:: Material for the task ::
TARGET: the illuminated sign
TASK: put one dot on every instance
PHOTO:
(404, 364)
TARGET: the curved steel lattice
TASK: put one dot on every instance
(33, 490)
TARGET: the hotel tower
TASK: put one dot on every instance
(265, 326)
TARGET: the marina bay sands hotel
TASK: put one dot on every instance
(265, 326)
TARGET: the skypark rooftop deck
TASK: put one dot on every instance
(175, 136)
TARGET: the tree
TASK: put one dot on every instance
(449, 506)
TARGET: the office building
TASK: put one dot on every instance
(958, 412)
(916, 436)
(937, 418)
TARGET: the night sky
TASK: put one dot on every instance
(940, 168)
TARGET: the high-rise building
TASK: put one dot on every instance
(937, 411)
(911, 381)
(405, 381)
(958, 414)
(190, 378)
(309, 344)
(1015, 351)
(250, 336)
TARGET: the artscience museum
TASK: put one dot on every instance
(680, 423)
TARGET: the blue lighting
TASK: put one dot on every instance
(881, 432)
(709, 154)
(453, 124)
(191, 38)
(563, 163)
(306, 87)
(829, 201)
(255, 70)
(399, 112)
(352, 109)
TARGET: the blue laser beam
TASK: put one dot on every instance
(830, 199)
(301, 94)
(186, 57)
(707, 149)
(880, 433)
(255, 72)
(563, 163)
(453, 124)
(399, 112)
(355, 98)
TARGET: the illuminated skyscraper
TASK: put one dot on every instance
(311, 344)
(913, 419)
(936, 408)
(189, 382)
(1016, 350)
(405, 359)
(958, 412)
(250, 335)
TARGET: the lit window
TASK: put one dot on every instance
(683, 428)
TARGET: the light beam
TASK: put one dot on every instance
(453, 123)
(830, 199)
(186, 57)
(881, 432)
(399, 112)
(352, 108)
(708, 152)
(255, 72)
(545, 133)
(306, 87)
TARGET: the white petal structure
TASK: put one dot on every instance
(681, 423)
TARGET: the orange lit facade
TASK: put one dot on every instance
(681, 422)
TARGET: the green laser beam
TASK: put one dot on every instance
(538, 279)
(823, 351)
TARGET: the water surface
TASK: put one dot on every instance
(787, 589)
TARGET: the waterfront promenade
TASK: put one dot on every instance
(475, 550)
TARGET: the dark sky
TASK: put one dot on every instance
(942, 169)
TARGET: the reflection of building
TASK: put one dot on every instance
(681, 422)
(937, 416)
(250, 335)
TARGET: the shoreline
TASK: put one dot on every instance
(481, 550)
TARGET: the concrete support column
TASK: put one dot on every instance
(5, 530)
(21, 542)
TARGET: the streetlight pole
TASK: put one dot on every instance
:::
▶ _Work instructions_: Word for word, write out all the lines shown above.

▶ _Exercise answer_:
TARGET: the illuminated sign
TASK: put one dot on every instance
PHOTO:
(404, 364)
TARGET: the curved steel lattice
TASK: put one dot on every instance
(33, 490)
TARGET: the hotel tower
TASK: put one dot on every instance
(265, 326)
TARGET: the marina bay sands hotel
TASK: put one dot on every instance
(265, 326)
TARGET: the skypark rooftop deck
TASK: put one dot on every instance
(175, 136)
TARGET: the tree
TASK: put one dot on every instance
(449, 506)
TARGET: the office building
TASK: put one dot on every instance
(958, 412)
(916, 436)
(937, 418)
TARGET: the night sky
TASK: put one dot on every instance
(940, 168)
TARGET: the high-rise building
TASK: put one dot on every instance
(937, 411)
(911, 381)
(405, 381)
(958, 414)
(190, 378)
(309, 344)
(1015, 351)
(250, 336)
TARGET: the artscience museum
TASK: put one dot on every instance
(680, 423)
TARGET: the blue lighting
TASK: put one dot on every instance
(881, 432)
(709, 154)
(453, 124)
(191, 38)
(563, 163)
(306, 87)
(829, 201)
(255, 70)
(399, 112)
(352, 109)
TARGET: the blue laser beam
TASK: put one dot on every instance
(830, 199)
(301, 94)
(186, 57)
(707, 149)
(880, 433)
(255, 72)
(563, 163)
(453, 124)
(399, 112)
(355, 98)
TARGET: the illuminated skyscraper
TASK: put one dot on every instance
(311, 344)
(913, 419)
(936, 408)
(189, 382)
(1016, 350)
(405, 359)
(958, 412)
(250, 335)
TARGET: the lit window
TASK: put one dot on every instance
(683, 428)
TARGET: the light beam
TASK: put one dot on every instance
(453, 123)
(830, 199)
(186, 57)
(881, 432)
(399, 112)
(352, 108)
(708, 152)
(255, 72)
(545, 133)
(306, 87)
TARGET: the white petal structure
TASK: put one dot on every instance
(681, 423)
TARGET: the orange lit facade
TASK: put one dot on every instance
(681, 422)
TARGET: the green laser beam
TASK: put one dot on every instance
(538, 279)
(823, 351)
TARGET: the water surface
TASK: put one dot on every instance
(787, 589)
TARGET: the waterfront promenade
TASK: put one dot on every instance
(475, 550)
TARGET: the dark sky
TASK: put one dot on every instance
(942, 169)
TARGET: the reflection of building
TASK: put one dot on every instance
(681, 422)
(937, 416)
(250, 335)
TARGET: the shoreline
TASK: put one dot on every instance
(481, 550)
TARGET: the concrete support column
TASK: put one dot on every instance
(5, 530)
(21, 542)
TARGET: the streetlight pole
TASK: put one dot on every instance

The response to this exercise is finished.